====== Excerpt provided

# Friendly Attack



## Pag#11 (Apr 14, 2018)

As I arrived home today from work my 3 year old ran up to me with a baggie of smokes...What an entrance it was..
My friendly attack from @TexaSmoke arrived. This man has been dropping bombs on many a members, has been in PIF and trades so many times that it might not be legal. Had over a hundred posts and replies in his first day. (New record for PUFF) knocking @msmith1986 out of the top spot. All jokes aside it's been a pleasure meeting him and look forward to continued chats.
I have only smoked 1 of these sticks b4 the cohiba. Have been interested in the others some being very close to purchasing (Tatoo, Padilla, Torano Parti MF and UC) 
Thank you and thank you PUFF community.









Sent from my SM-N910P using Tapatalk


----------



## msmith1986 (Apr 24, 2017)

Nice hit Tex.
Wait, what top spot did I hold? I don't think I've bombed more than a dozen people in 2 weeks like Tex, lol.

Sent from my LG-H830 using Tapatalk


----------



## mpomario (Dec 27, 2016)

Reppin Texas!


Sent from my iPhone using Tapatalk


----------



## OneStrangeOne (Sep 10, 2016)

@TexaSmoke on a roll! &#128077;&#128077;&#128077;


----------



## WABOOM (Oct 15, 2015)

Well done Gentlemen


----------



## Pag#11 (Apr 14, 2018)

msmith1986 said:


> Nice hit Tex.

============
====== Data segment

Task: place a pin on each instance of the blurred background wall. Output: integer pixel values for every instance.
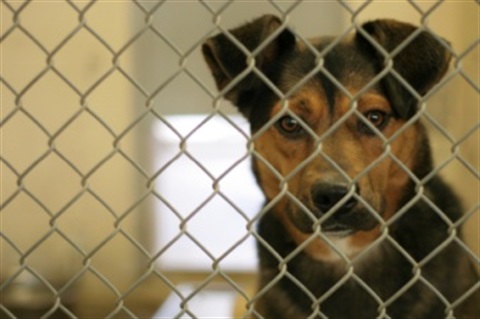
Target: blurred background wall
(82, 83)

============

# Exercise instructions:
A) From the cigar forum thread, reproduce verbatim everything from "As I arrived" down to "Parti MF and UC)".
B) In the cigar forum thread, what did the 3-year-old run up carrying when the first poster arrived home from work?

# Answer list:
A)
As I arrived home today from work my 3 year old ran up to me with a baggie of smokes...What an entrance it was..
My friendly attack from @TexaSmoke arrived. This man has been dropping bombs on many a members, has been in PIF and trades so many times that it might not be legal. Had over a hundred posts and replies in his first day. (New record for PUFF) knocking @msmith1986 out of the top spot. All jokes aside it's been a pleasure meeting him and look forward to continued chats.
I have only smoked 1 of these sticks b4 the cohiba. Have been interested in the others some being very close to purchasing (Tatoo, Padilla, Torano Parti MF and UC)

B) A baggie of smokes.